### ОТРЫВОК

Стремление Чжуан-цзы путем устранения зримых фигур открыть в речи ее бытийственное дно, сообщить словам символический «избыток смысла» характерно для поэтического отношения к слову. Даосская поэтика слова вошла в плоть и кровь эстетической традиции Китая и вдохновляла все поколения китайских поэтов. «Из многого взяв немногое», воспользуемся стихотворением поэта VI в. Юй Синя, хорошо иллюстрирующим плодотворность даосского мышления для поэтического слова в Китае.

 
Я всю жизнь мечтал получить знатный титул с уделом,
Но в полночную пору я застигнут нежданной печалью.
Звуки циня плывут, наполняя покои дома,
Изголовье постели завалено связками книг.
Пусть во сне я привижусь себе мотыльком,
Все ж не быть никогда мне таким, как Чжуан Чжоу.
Луна на ущербе – как народившийся месяц.
Новая осень – будто бы старая осень.
Слезы росы ожерельем жемчужин блестят.
Светлячки на ветру разлетаются брызгами искр.
«Радуйся Небу, и тогда ты познаешь Судьбу».
Но когда я смогу быть без этой печали?
 

Начальные строки стихотворения вводят традиционную даосскую тему разочарования (скажем пока так) в предписываемых конфуцианством «возвышенных помыслах» о славе государственного мужа или блестящего ученого, причем даосский колорит настроения поэта подчеркивается далее аллюзией на притчу Чжуан-цзы. Соблазнительно думать, что декларируемая Юй Синем его причастность к древнему мудрецу – не просто дань традиционной этикетности, а недосягаемость Чжуан-цзы для него – не просто дань традиционному этикету, но и то, и другое является в совокупности выражением нераздельности и неслиянности вещей в бытийственной пустоте дао-вещи. «Я» и «другие», Чжуан-цзы и бабочка никогда не сольются в одно. Но они равны и едины в своей принадлежности процессу «самопревращения» как собирания.

### ЗАДАНИЯ
**1)** Выведите из отрывка о даосской поэтике слова участок от «Я всю жизнь» до «разлетаются брызгами искр.» включительно.
**2)** Напишите продолжение текста о даосской поэтике слова и стихотворении Юй Синя, начиная сразу после его последнего предложения.

### СТРОКИ ДАННЫХ
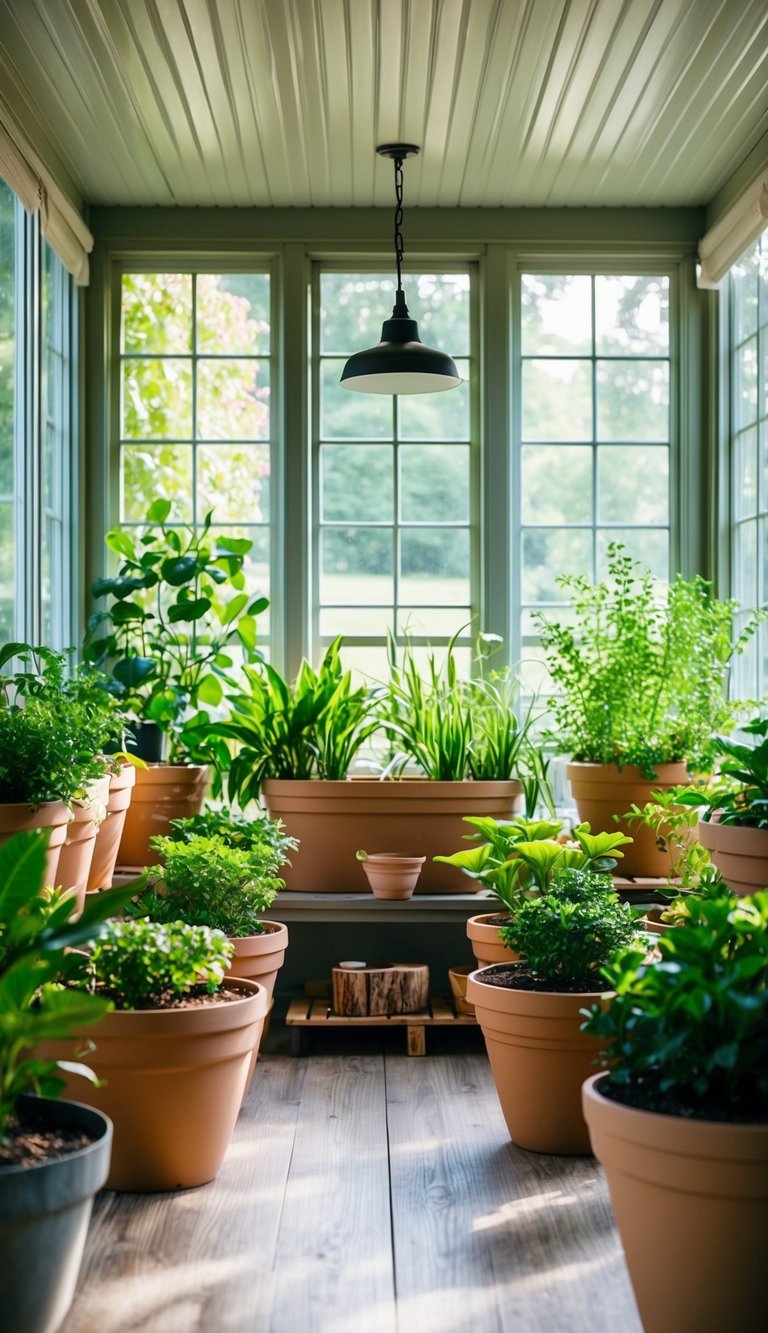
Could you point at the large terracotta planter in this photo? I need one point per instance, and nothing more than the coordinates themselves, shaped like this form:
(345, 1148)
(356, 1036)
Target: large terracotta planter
(44, 1215)
(82, 832)
(111, 828)
(699, 1185)
(332, 820)
(487, 944)
(163, 792)
(603, 791)
(52, 816)
(172, 1084)
(739, 853)
(539, 1059)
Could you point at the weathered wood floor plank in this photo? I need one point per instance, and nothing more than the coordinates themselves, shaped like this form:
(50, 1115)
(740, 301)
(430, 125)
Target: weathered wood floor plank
(488, 1236)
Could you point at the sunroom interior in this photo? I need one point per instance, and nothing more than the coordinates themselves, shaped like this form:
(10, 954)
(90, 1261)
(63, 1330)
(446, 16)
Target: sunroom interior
(196, 232)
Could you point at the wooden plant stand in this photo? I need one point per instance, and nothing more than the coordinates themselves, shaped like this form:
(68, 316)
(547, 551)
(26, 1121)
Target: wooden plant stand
(314, 1011)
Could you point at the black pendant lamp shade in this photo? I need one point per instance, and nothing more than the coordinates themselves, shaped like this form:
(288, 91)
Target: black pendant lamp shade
(400, 363)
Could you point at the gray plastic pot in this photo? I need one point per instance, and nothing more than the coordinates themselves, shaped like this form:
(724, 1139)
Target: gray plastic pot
(44, 1215)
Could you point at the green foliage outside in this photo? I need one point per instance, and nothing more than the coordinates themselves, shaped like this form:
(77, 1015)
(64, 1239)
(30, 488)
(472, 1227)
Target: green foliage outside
(690, 1032)
(204, 881)
(52, 728)
(570, 932)
(36, 929)
(143, 964)
(643, 669)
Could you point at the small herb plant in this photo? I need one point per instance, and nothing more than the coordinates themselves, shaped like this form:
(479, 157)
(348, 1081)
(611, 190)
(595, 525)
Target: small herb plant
(452, 728)
(690, 1033)
(642, 672)
(152, 965)
(522, 856)
(262, 836)
(35, 931)
(178, 607)
(570, 932)
(54, 727)
(204, 881)
(311, 728)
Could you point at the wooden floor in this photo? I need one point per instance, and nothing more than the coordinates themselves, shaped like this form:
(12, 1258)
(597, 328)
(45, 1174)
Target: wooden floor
(364, 1192)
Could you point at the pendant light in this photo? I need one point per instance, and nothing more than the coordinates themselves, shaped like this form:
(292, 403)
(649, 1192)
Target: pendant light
(399, 363)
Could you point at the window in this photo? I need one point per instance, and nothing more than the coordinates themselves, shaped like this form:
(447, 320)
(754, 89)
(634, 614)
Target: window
(395, 479)
(38, 439)
(594, 429)
(748, 287)
(195, 411)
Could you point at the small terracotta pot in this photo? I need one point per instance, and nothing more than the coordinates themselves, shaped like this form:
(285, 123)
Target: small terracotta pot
(82, 832)
(671, 1176)
(487, 944)
(174, 1083)
(163, 792)
(539, 1059)
(391, 875)
(334, 819)
(111, 828)
(458, 979)
(52, 815)
(603, 791)
(739, 853)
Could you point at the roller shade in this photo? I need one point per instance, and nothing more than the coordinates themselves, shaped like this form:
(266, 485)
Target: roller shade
(60, 221)
(734, 233)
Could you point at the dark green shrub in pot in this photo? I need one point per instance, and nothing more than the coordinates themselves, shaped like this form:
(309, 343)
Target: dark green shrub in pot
(54, 1156)
(680, 1120)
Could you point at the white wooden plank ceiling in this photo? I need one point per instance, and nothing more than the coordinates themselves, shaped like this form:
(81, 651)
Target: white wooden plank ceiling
(282, 101)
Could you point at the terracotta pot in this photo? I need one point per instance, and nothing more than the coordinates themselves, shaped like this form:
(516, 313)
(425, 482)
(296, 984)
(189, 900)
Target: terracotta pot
(699, 1185)
(603, 791)
(163, 792)
(391, 875)
(111, 828)
(174, 1083)
(334, 820)
(52, 815)
(487, 944)
(458, 979)
(539, 1060)
(44, 1215)
(82, 832)
(739, 853)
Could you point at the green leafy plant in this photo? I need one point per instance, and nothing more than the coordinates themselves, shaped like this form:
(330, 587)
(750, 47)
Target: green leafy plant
(204, 881)
(690, 1032)
(522, 856)
(264, 839)
(178, 607)
(570, 932)
(35, 932)
(452, 728)
(643, 671)
(54, 727)
(143, 964)
(311, 728)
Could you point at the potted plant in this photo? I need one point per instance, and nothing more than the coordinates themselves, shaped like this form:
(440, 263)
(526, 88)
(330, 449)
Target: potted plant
(734, 824)
(680, 1119)
(519, 859)
(54, 1155)
(530, 1011)
(642, 675)
(174, 1056)
(299, 741)
(178, 605)
(50, 749)
(224, 877)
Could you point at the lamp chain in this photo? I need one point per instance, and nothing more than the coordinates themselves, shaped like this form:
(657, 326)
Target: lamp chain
(399, 244)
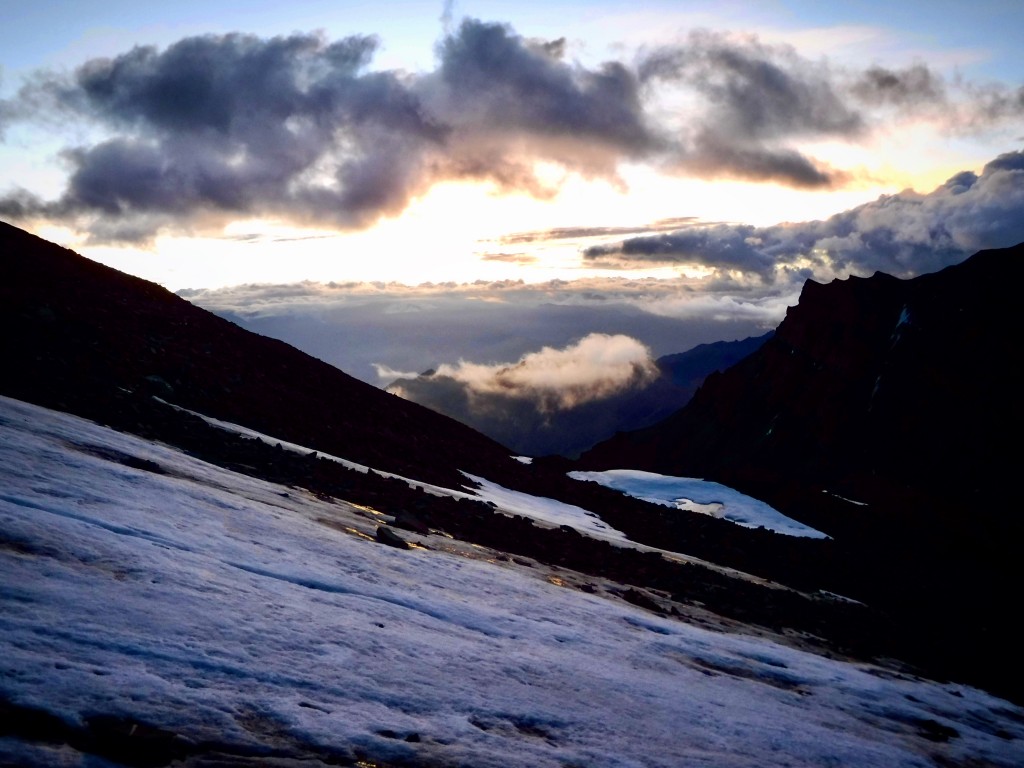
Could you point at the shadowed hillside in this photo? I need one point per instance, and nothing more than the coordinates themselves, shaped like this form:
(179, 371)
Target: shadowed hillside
(87, 339)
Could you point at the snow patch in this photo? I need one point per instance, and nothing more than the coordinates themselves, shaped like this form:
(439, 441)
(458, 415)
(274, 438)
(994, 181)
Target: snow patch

### ОТВЕТЫ ПО ЗАДАНИЯМ
**1)**
Я всю жизнь мечтал получить знатный титул с уделом,
Но в полночную пору я застигнут нежданной печалью.
Звуки циня плывут, наполняя покои дома,
Изголовье постели завалено связками книг.
Пусть во сне я привижусь себе мотыльком,
Все ж не быть никогда мне таким, как Чжуан Чжоу.
Луна на ущербе – как народившийся месяц.
Новая осень – будто бы старая осень.
Слезы росы ожерельем жемчужин блестят.
Светлячки на ветру разлетаются брызгами искр.

**2)**
Далее мы действительно встречаем развитие темы недуальности бытия. Открытие «невероятного» и неопределенного (Юй Синь говорит «как-будто») совпадения начала и конца, старого и нового указывает на познавательную глубину образов и происходящее в ней «взаимное забытье» оппозиций. Юй Синь обнажает эту глубину посредством распространенного в средневековой китайской поэзии приема: фиктивного отрицания реального факта. Прошлое и настоящее предстают не тождественными, но и не отличными друг от друга. Воссоздается вечное несовпадение «следа» и «бесследного», характеризующее чистую временность. Перед нами образ имманентного самопревращения вещей времени как «протекающей вечности», как всевременности. За видимостью постоянства скрывается опыт непрерывного обновления – ситуация в известном смысле прямо противоположная мировосприятию в технократической цивилизации с ее скукой вечного повторения несмотря на постоянные внешние перемены. В неуловимой связи времен, открывшейся поэту через сокрытие видимых образов, опыт их взаимоотражения, звучит опыт человека, пробудившегося к вечному покою через познание высшей правды: стать самим собой – значит себя схоронить. В ней звучит голос расколотого и все же утверждающего высшее единство сознания, в котором явленное становится тайным, а тайное явленным.

Две следующие строки сообщают новую глубину намеченному ранее контрастному единству явленного и скрытого. «Жемчужное ожерелье слез росы» заставляет вспомнить популярное в буддизме описание мира как сверкающего на солнце ожерелья, в котором каждая бусинка отражает в себе все прочие. Так буддисты поясняли не совсем чуждые даосизму с его метафорой «раскинутой сети» вещей кардинальные идеи своей доктрины: пустотность дхарм, зависимый характер существования, целостность мира в пустоте. Используемый Юй Синем образ выступает, очевидно, символом такой целостности, присутствующей в феноменальной данности мира. О том же сообщает фраза о летающих светлячках. Их быстрый полет напоминает о быстротечности превращений «тьмы вещей», а их огоньки тем ярче, чем плотнее и непроницаемее окружающая их ночная мгла. Все стихотворение пронизано ощущением вездесущего, почти физически осязаемого присутствия вечности в мимолетном, неизъяснимого единства предельно близкого и чисто импрессионистского (звуки музыки, блеск росы, искры светлячков) и безмолвия незыблемого, безбрежного покоя.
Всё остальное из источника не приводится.